DOCUMENT SEGMENT –
The automotive behemoth says the decision to pull the Prius from the sales floor was due to poor customer demand, with just 63 units sold in 2021 thus far. No more orders will be placed for the seven-seat hybrid wagon. Customers will have to choose from the remaining stock.
The Prius nameplate will still go on with Prius hatch. The Prius V will be indirectly replaced with the Toyota Kluger hybrid SUV, priced form $47,650.
Finally, we arrive at the most expensive option on our list – the Mazda CX-8 Sport. Mazda’s have come a long way and it really does show, from build quality to product quality. Prices have also been on the rise, reflecting their premium position in the market.
Hence, the only Mazda with seats for 7 to barely make onto the list is the Sport, which is the entry-level variant to the CX-8 range. Fret not though. There’s nothing bad about getting the base variant (in this case). Remember, the CX-8 is only one tier down from the brand’s flagship cruiser. Which means there’s plentiful equipment and space for the money.
In terms of safety, the Sport gets a raft of active safety measures similar to the ones we’ve seen in other contenders. But the ones that stand out are ones like Tyre Pressure Monitoring System (TPMS), Traffic Sign Recognition, Trailer Stability Assist, Roll Stability Control, Forward Obstruction Warning, Driver Attention Alert and Mazda Radar Cruise Control with Stop & Go just to name a few.
On the outside, its gets a rear spoiler, roof rails, power adjustable auto-folding and heated side mirrors along with LED lighting front and back. Inside there’s a tri-zone climate control system along with one-touch power windows and an auto-dimming rear-view mirror. Further, while the seats maybe upholstered in fabric, the steering wheel and gear shifter are leather wrapped.
The one thing we wished was different is the engine. The unit powering the CX-8 Sport is a 2.5-litre 4-cylinder atmospheric petrol engine rather than the more desirable turbocharged mill of the same displacement. The direct injection naturally-aspirated engine kicks out 140kW and 252Nm of twist, while consuming 8.1L/100km on the combined ADR cycle.

DATASET EXTRACT –
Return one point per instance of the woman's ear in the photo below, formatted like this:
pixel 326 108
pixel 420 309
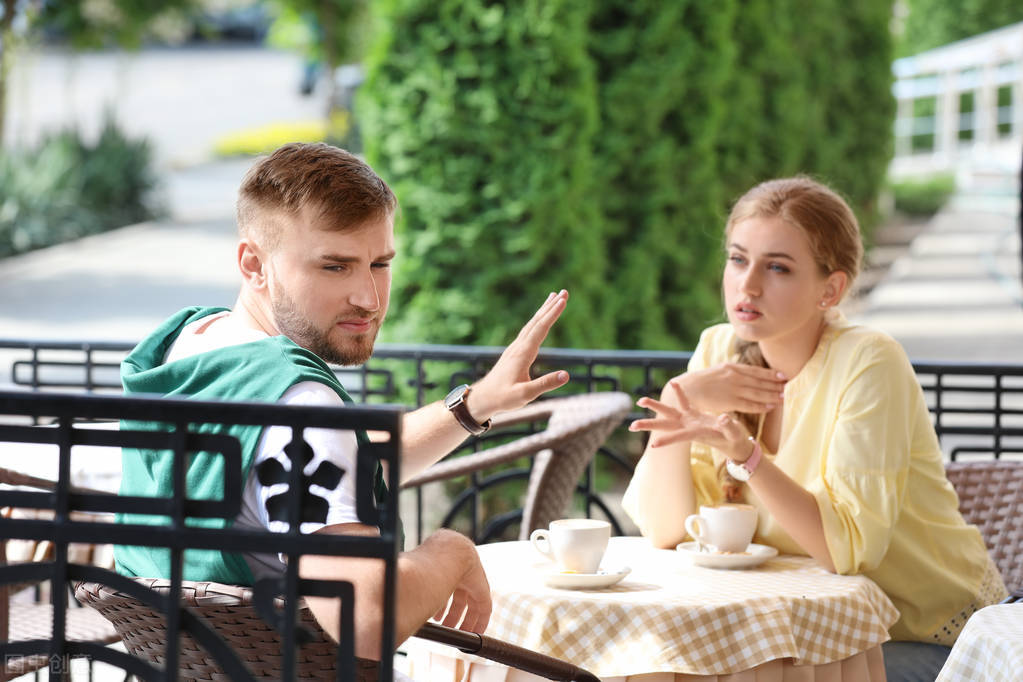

SET EXERCISE –
Reproduce the passage of the car review from "The automotive behemoth" to "in the market.", changing "remaining stock" to "leftover inventory".

ANSWER FOR THE TASK –
The automotive behemoth says the decision to pull the Prius from the sales floor was due to poor customer demand, with just 63 units sold in 2021 thus far. No more orders will be placed for the seven-seat hybrid wagon. Customers will have to choose from the leftover inventory.
The Prius nameplate will still go on with Prius hatch. The Prius V will be indirectly replaced with the Toyota Kluger hybrid SUV, priced form $47,650.
Finally, we arrive at the most expensive option on our list – the Mazda CX-8 Sport. Mazda’s have come a long way and it really does show, from build quality to product quality. Prices have also been on the rise, reflecting their premium position in the market.